What to do: Transcribe word for word the lines spanning the line with "Can you find the parrot head?" through the end of the records.

#####

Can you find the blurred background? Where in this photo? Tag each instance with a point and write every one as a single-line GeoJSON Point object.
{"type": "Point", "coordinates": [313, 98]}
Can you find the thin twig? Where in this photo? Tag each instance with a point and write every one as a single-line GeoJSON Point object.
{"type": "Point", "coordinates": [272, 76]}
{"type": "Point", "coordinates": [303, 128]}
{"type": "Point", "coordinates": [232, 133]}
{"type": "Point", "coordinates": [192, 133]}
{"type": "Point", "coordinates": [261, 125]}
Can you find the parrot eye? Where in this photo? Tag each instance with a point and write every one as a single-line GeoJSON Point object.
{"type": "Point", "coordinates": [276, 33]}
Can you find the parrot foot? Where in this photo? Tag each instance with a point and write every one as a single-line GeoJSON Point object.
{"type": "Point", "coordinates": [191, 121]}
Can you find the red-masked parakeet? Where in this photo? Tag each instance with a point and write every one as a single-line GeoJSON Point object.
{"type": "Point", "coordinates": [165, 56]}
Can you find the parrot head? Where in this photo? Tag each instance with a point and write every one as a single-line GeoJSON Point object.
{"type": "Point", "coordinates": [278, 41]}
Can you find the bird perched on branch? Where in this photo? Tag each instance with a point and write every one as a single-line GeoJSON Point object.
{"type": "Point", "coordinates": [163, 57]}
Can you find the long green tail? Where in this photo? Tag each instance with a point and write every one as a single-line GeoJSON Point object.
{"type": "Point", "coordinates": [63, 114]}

#####

Written answer:
Can you find the parrot head? Where in this photo? Tag each instance with a point and write every one as a single-line GeoJSON Point object.
{"type": "Point", "coordinates": [278, 41]}
Can you find the bird perched on branch? Where in this photo? Tag each instance with a point and write every one as a single-line GeoJSON Point object.
{"type": "Point", "coordinates": [163, 57]}
Can you find the long green tail? Where in this photo? Tag each instance with a point and write every one as a single-line GeoJSON Point object.
{"type": "Point", "coordinates": [63, 114]}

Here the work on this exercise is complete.